*** Begin section ***

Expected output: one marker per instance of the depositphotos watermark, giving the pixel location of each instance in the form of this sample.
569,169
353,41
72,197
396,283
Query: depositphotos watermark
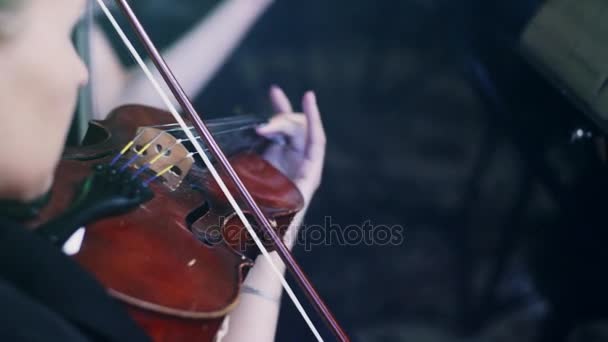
326,234
365,234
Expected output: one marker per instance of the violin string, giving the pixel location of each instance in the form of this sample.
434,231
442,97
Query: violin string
167,169
140,153
212,170
218,122
178,141
154,160
126,148
240,128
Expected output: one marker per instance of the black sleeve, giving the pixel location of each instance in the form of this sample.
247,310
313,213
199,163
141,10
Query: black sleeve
46,278
23,319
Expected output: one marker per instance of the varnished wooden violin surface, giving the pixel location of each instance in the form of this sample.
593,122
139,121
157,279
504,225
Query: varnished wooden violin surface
178,259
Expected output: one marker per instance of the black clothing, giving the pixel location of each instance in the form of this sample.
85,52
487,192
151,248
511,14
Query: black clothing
46,296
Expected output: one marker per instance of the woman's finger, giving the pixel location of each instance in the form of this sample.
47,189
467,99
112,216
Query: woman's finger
315,133
292,126
280,101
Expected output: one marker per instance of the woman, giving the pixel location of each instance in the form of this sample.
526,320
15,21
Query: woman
44,295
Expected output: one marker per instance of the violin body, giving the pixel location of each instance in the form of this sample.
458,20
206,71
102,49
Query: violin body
178,260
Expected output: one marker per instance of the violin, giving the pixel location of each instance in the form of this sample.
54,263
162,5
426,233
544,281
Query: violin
166,234
177,261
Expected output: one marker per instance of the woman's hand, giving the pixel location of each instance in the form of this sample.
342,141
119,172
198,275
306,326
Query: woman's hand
300,148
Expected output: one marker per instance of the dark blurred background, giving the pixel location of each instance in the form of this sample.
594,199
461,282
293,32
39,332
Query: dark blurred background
434,124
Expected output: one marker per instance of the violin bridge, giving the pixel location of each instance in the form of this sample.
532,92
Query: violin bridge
160,151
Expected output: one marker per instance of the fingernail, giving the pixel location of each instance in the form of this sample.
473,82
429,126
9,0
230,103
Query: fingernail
261,128
311,95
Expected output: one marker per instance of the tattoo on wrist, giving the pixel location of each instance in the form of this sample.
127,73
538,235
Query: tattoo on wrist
257,292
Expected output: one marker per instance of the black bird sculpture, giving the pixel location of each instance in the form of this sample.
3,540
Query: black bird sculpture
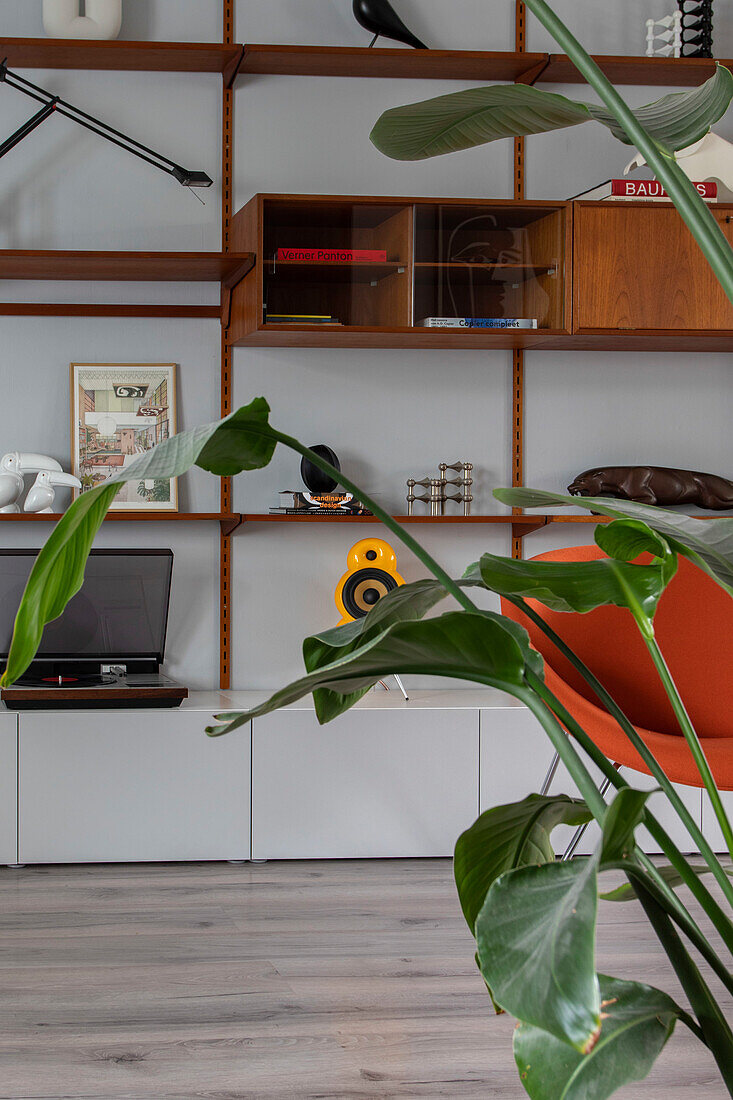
382,20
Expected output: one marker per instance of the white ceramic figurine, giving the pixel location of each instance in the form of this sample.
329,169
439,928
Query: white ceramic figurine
62,19
709,158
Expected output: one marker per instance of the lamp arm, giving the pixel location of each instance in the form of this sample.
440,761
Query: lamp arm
185,176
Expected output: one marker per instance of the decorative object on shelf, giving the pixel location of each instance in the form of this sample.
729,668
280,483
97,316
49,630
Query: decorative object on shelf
697,28
382,20
63,19
709,158
42,494
634,189
670,36
55,103
332,255
478,322
371,573
658,485
319,497
120,410
13,466
315,479
437,487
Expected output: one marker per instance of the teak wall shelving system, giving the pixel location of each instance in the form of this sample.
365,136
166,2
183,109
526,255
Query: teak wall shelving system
230,58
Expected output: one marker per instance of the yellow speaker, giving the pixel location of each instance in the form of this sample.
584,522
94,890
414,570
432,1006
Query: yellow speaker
371,573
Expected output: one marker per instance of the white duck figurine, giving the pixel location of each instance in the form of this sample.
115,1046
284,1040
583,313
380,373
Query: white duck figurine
709,158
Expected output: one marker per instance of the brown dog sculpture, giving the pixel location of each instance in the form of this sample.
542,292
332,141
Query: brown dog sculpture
656,485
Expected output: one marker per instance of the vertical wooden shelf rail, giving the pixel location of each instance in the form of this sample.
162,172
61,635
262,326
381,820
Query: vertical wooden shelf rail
227,169
517,354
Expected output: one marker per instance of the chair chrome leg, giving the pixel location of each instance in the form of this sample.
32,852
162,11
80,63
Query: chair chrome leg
550,774
578,835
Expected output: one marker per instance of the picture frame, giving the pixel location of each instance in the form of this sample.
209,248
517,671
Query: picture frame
120,410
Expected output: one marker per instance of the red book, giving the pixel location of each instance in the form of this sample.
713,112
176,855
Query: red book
335,255
643,189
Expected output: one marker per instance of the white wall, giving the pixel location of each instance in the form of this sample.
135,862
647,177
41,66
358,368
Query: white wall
387,414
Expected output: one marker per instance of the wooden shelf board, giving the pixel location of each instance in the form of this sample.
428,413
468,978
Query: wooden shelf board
385,62
105,309
468,65
164,517
348,336
606,519
642,340
135,56
463,273
658,72
124,266
283,518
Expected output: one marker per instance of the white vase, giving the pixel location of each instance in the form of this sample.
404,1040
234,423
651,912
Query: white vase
62,19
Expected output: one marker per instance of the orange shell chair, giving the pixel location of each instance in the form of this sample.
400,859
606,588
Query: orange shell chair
693,627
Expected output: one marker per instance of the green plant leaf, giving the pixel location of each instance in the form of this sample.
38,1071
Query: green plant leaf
404,604
636,1022
470,646
679,119
626,539
504,837
477,116
622,818
708,542
240,441
580,586
536,937
465,119
669,873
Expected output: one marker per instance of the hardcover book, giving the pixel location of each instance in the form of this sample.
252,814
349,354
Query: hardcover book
644,189
479,322
334,255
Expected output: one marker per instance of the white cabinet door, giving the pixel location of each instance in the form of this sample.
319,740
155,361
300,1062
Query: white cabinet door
515,755
711,829
372,783
113,785
8,788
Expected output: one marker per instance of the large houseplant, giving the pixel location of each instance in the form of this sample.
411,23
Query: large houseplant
581,1034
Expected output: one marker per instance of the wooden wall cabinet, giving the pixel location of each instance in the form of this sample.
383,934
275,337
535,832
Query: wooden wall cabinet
444,257
637,266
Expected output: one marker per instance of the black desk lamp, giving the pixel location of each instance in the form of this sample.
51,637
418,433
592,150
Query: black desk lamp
52,103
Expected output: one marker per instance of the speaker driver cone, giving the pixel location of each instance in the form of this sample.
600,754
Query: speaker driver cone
365,587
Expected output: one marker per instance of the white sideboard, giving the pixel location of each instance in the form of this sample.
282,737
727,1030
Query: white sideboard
132,785
8,788
389,778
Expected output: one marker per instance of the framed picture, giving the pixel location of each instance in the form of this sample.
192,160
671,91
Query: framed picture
120,410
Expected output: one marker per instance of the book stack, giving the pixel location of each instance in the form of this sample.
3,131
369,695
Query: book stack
331,255
301,319
643,189
479,322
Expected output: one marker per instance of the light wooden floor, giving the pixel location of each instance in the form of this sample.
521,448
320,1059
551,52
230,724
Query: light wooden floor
312,980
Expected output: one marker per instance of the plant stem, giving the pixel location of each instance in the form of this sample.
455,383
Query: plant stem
714,1026
389,521
649,760
564,747
691,207
692,739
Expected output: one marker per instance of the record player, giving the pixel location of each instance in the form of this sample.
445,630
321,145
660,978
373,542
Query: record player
107,647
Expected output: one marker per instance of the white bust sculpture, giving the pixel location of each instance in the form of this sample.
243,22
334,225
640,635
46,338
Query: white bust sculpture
709,158
62,19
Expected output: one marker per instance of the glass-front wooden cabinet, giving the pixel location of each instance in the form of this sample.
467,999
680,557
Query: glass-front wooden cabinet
386,272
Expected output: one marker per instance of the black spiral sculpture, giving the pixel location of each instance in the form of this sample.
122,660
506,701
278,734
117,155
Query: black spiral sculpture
697,28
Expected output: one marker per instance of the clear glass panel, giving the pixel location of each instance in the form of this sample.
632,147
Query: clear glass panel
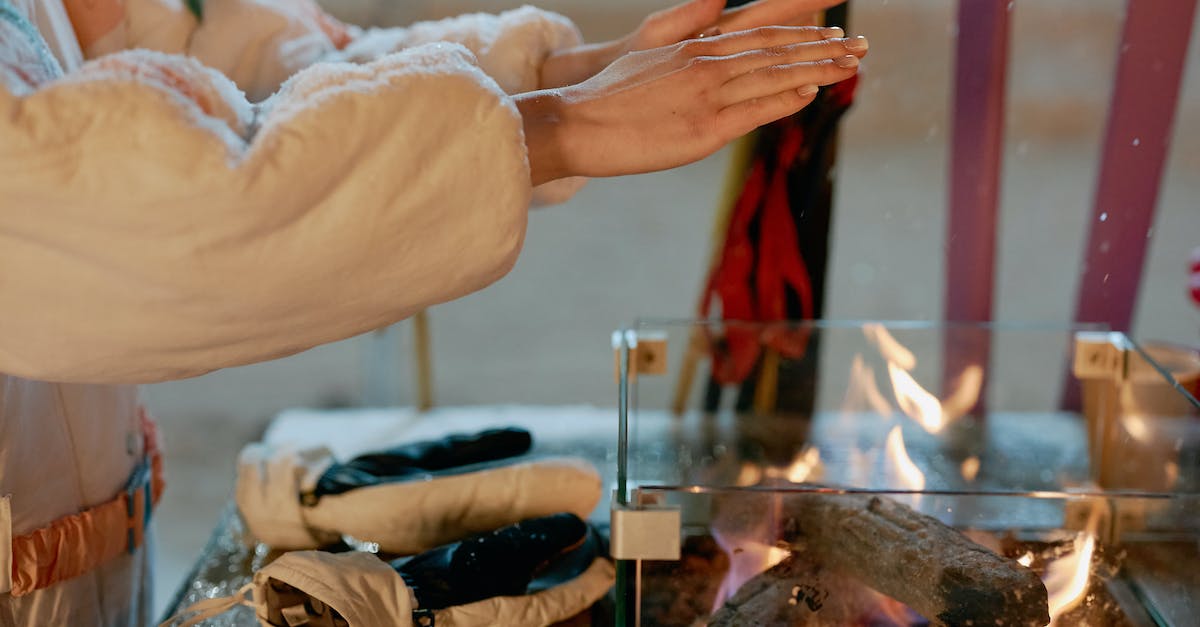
1042,443
807,557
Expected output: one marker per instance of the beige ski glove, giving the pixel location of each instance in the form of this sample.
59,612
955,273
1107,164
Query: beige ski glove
407,499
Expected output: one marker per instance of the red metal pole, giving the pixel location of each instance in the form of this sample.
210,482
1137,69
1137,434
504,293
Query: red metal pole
1150,70
979,85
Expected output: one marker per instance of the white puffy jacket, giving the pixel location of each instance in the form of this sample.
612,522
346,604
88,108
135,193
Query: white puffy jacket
155,224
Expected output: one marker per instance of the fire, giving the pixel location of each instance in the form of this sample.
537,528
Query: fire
1067,578
898,458
805,466
748,559
889,347
749,475
970,469
966,392
916,401
862,392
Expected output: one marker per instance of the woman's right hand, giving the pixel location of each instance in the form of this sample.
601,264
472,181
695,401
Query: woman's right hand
665,107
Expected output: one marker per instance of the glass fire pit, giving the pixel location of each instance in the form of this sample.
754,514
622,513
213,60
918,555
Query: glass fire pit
904,473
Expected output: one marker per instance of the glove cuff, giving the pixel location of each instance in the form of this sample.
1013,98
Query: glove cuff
270,482
364,589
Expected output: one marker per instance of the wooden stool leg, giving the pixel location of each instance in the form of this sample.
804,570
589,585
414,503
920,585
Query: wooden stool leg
424,360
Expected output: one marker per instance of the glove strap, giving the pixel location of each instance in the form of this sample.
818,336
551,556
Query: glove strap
424,617
205,609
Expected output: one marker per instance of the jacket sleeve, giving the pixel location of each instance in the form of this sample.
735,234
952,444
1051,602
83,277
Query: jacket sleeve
155,225
259,43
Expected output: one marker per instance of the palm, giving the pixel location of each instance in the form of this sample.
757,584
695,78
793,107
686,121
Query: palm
689,19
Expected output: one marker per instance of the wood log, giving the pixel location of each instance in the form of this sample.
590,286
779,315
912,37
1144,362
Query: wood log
915,559
798,592
898,551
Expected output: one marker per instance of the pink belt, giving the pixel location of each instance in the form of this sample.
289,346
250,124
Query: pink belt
78,543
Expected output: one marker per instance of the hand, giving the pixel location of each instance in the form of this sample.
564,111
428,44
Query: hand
666,107
407,499
696,18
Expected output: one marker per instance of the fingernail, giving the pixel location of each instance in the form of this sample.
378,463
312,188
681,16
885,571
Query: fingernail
857,43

*** End section ***

## [HOW TO COMPLETE THIS TASK]
Copy exactly the lines that run from the one containing "Query: hand" to the last line of the listing, both included, and nothing more.

## [EXERCISE SOLUTION]
Query: hand
666,107
407,499
696,18
Expected output: one marker per instance of the fingernail, giving the pixel location of each instance in the form of this sample.
378,463
312,188
681,16
885,571
Query: fingernail
857,43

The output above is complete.